— Problem description —
Every line of the data below is to be given again as it appears, with the images removed.

— Exercise input —
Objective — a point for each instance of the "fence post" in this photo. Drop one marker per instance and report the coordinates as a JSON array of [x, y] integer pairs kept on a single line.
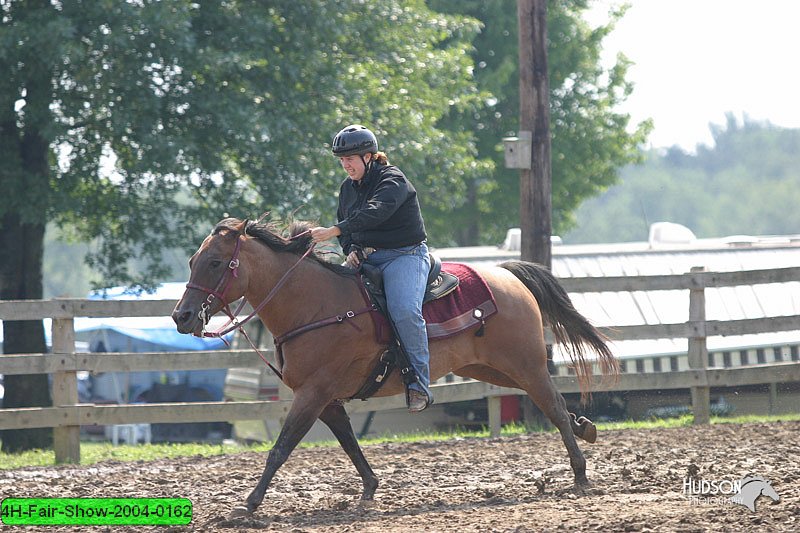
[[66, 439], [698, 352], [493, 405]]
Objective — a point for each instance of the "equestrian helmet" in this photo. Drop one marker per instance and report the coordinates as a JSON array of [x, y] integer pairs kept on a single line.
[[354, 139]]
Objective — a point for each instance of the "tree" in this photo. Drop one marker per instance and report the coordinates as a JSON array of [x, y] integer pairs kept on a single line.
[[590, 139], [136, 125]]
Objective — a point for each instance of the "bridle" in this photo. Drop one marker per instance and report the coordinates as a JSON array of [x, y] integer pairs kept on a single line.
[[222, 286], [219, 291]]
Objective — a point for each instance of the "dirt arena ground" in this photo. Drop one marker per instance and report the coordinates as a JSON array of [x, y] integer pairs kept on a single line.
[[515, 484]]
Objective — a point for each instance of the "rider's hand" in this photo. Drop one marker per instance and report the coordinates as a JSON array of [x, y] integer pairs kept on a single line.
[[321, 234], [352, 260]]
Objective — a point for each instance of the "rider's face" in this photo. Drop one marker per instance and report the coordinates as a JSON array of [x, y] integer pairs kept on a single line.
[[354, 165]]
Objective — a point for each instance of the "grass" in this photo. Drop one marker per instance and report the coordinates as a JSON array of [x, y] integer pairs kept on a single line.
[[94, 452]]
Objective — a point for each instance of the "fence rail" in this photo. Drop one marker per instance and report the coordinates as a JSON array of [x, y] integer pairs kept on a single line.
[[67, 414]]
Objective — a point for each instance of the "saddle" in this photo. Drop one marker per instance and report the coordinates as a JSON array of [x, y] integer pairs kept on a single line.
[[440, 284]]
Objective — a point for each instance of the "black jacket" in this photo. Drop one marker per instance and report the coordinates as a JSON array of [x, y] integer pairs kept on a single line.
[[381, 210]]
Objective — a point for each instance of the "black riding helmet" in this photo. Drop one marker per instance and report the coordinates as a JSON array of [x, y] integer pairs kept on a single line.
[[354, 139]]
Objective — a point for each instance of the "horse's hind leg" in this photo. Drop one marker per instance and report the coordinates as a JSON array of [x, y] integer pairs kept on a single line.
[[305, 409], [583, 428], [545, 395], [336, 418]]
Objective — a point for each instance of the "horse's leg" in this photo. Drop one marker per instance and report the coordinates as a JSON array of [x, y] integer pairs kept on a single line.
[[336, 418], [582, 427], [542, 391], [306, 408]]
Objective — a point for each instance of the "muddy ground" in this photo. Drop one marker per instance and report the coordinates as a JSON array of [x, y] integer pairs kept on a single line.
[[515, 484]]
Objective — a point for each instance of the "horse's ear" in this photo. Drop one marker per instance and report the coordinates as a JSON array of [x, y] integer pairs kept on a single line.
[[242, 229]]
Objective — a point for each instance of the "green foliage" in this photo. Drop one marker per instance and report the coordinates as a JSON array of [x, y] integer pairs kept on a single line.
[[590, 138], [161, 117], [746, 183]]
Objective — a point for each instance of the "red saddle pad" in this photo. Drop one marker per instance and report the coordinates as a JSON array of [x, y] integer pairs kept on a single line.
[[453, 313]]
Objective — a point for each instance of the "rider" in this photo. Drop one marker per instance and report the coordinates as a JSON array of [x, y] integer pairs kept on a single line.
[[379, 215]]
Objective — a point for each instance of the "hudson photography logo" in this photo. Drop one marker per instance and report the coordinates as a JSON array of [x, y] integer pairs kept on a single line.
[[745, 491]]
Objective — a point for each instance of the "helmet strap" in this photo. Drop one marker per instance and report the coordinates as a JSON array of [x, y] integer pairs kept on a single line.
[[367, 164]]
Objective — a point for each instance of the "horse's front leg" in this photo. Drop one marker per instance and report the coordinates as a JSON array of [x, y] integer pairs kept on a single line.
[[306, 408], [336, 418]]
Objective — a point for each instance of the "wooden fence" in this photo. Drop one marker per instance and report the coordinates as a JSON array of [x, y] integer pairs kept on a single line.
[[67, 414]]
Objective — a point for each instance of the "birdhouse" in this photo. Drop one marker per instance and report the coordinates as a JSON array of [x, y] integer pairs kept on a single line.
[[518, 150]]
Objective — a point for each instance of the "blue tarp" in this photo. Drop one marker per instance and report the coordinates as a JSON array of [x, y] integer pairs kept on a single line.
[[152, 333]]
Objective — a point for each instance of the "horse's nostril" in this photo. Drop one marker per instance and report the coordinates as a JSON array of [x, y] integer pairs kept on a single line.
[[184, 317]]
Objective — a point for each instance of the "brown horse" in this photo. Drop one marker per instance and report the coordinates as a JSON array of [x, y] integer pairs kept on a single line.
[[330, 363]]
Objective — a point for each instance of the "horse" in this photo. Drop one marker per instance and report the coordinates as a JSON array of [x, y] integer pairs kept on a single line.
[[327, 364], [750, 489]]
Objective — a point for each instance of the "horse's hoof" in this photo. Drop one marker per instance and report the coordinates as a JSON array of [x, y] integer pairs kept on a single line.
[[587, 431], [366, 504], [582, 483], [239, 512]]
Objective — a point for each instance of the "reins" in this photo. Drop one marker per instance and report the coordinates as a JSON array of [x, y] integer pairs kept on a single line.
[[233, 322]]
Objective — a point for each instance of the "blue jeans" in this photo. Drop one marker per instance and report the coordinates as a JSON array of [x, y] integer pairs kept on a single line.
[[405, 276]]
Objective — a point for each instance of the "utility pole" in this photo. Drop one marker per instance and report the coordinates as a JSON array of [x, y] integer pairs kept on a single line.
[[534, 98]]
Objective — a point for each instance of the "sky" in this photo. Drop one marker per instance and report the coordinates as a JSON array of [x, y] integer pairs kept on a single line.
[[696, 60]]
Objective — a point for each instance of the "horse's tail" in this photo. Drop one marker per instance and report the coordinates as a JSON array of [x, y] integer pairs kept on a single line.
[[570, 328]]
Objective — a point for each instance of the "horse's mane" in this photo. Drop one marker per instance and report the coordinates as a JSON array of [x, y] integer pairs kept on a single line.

— Solution to the problem —
Objective — a point for each instance of the "fence post" in this photo. Drop one marker per instance and report the coordinates as a JSON array of [x, y] integer pairs kept on a single line.
[[66, 439], [698, 352], [493, 405]]
Objective — a point for each instance of the "equestrian helmet" in this photo. Drop one marker per instance and report the coordinates as a JSON array of [x, y] integer pairs kept on a single line.
[[354, 139]]
Objective — a point for each instance of the "tree" in this photo. Drop one marker per instance and report the coordinates as a JSON array of [x, y] integer pairs kept on a single line.
[[590, 139], [136, 125]]
Objective — a point for each instance of the "bridle" in this photo. Drop one marker per instance and report the coordinates as a JSON array of [x, y] integer pairs kept on a single line.
[[222, 286], [219, 291]]
Objective — a point for each instance of the "dirt arena ground" in this photo. Drop one marker per instance and report the coordinates as a JSON array of [x, y] integer pairs kept on a single line.
[[515, 484]]
Objective — a point for each instance of the "rider's hand" in this photo. Drop one marker per instance and report the coordinates as a JSON array of [x, y] integer pairs kept on a single line.
[[321, 234], [352, 260]]
Objective — a point for each instance of the "rider's face" in this photo. Drop one marker per instance and report the coordinates as a JSON array of [x, y] integer pairs kept on a single line.
[[354, 165]]
Objective — a point for each instance of the "grass" in this photo. Drop one marker per instance and report the coordinates as a JSON array of [x, y] integer pairs kept on a single line.
[[94, 452]]
Objective — a point for each instance of the "fence rail" in this photo. Drop one marker per instance and report the coordinates as a JSON array of [x, y] integer pairs kept on a single line.
[[67, 414]]
Objective — a point for each instance of the "saddle" in this photo. Drop one marker per instance and report the coordinates as a JSON array of [x, y] integer pairs kept on a single line.
[[440, 284]]
Objective — a point for each instance of the "black jacket" in this photo. Drop one marker per instance and report the coordinates as a JSON array of [x, y] integer pairs kept on a single line.
[[381, 210]]
Objective — a point for each instance of the "black riding helmet" in this photo. Drop one marker per instance and report the coordinates as a JSON array of [x, y] integer pairs kept on a single line.
[[354, 139]]
Objective — a point for each instance of the "horse's hind leg" in this photo. Drop one marker per instance and report the coordinates as a JSON array of [x, y] integer pairs kept on a single line.
[[305, 409], [583, 428], [545, 395], [336, 418]]
Objective — a point for each instance of the "horse's leg" in this photo. Drop one marker per instance and report the coordinates as a JSON array of [x, y] integer pairs kept on a single line.
[[336, 418], [582, 427], [542, 391], [306, 408]]
Objective — a point for each instance of the "muddy ground" in this photo. Drop one marker per instance and report the coordinates as a JSON array of [x, y] integer pairs kept on a single line.
[[515, 484]]
Objective — a point for each instance of the "horse's ear" in this photo. Drop one marker per instance and report the coordinates as a JSON array of [x, y] integer pairs kept on a single line.
[[242, 229]]
Objective — a point for each instance of the "green foliage" in this photo. Drop one marker per instance and report the coordinates as a JSON array of [x, y] integer pairs kept on a single line.
[[590, 138], [161, 117], [746, 183]]
Objective — a point for each instance of the "red saddle pad" in this photo. Drop one marker per instance and report the coordinates as a JSON array of [x, y] integer pairs kept on a single line.
[[453, 313]]
Objective — a point for each instance of the "rider" in this photo. Drop one marker per instance and report the coordinates as a JSON array of [x, y] integer pairs kept on a single line.
[[379, 215]]
Objective — a point for each instance of the "hudson photography logo" in this photo. Drop one marker per instance and report the coordinates as a JSON array of [x, y] integer pairs kept on a single line.
[[745, 491]]
Objective — a point for each instance of the "helmet strap" in this photo. Drop one marker per instance and report the coordinates as a JSON array of [x, y] integer pairs kept on a single line.
[[367, 164]]
Objective — a point for each instance of the "horse's front leg" in this photo. Drop one marker per instance and report the coordinates as a JSON array of [x, y] integer pairs kept on a single line.
[[306, 408], [336, 418]]
Objective — a point for each instance of the "wooden fence" in this photo. Drop one marker per instance and report the coordinates as a JSON array of [x, y] integer pairs kept on a single line.
[[67, 414]]
Objective — a point for each instance of the "birdhouse" in this photo. Drop one marker per instance and report the coordinates as a JSON array of [x, y] integer pairs kept on a single line.
[[518, 150]]
Objective — a point for each instance of the "blue tarp" in this photo. Drop one marker per instance and report the coordinates as a JSON array of [x, y] integer pairs kept on a single line.
[[152, 333]]
Objective — a point for each instance of the "horse's nostril" in this photo. Drop one marker per instance and report the coordinates as a JSON array of [x, y] integer pairs kept on a single line.
[[184, 317]]
Objective — a point for each instance of the "brown horse" in this photo. Drop one marker per instance and report the coordinates as a JSON array of [x, y] integer pairs kept on a single line.
[[330, 363]]
Objective — a point for each instance of the "horse" in this photo. Drop one marker per instance and report the coordinates as a JSON array of [x, y] integer pairs kept on a single line.
[[327, 364], [750, 489]]
Objective — a point for each instance of the "horse's hoof" in this photo. Drop one marker per instance and report the coordinates as a JSON array of [x, y] integer pairs kept on a single line.
[[587, 431], [366, 504], [582, 483], [239, 512]]
Objective — a point for each instance of the "reins" in this photo. Drop one marker per instance and report the coordinates as a JSON array of [x, y] integer pairs kept on a single line.
[[233, 322]]
Objective — a point for each instance of the "blue jeans" in this photo. Drop one marker per instance and report the coordinates as a JSON array of [x, y] integer pairs kept on a single line.
[[405, 276]]
Objective — a point for each instance of the "utility pole" in this photo. Drop one marker per instance and report the coordinates as a JSON array of [x, y] integer pairs kept on a single line.
[[534, 98]]
Objective — a point for each instance of the "sky" in this photo. Drop one marker per instance and report the coordinates as a JSON array of [x, y] integer pairs kept on a single line.
[[696, 60]]
Objective — a point for each instance of the "horse's tail" in this photo. Drop one marker per instance and report the coordinates as a JSON array of [x, y] integer pairs kept on a single line.
[[570, 328]]
Objective — a point for each instance of the "horse's mane" in this photo. Drop one marker per instance and report the coordinates as a JSON array of [x, y] integer pairs kept on a single line.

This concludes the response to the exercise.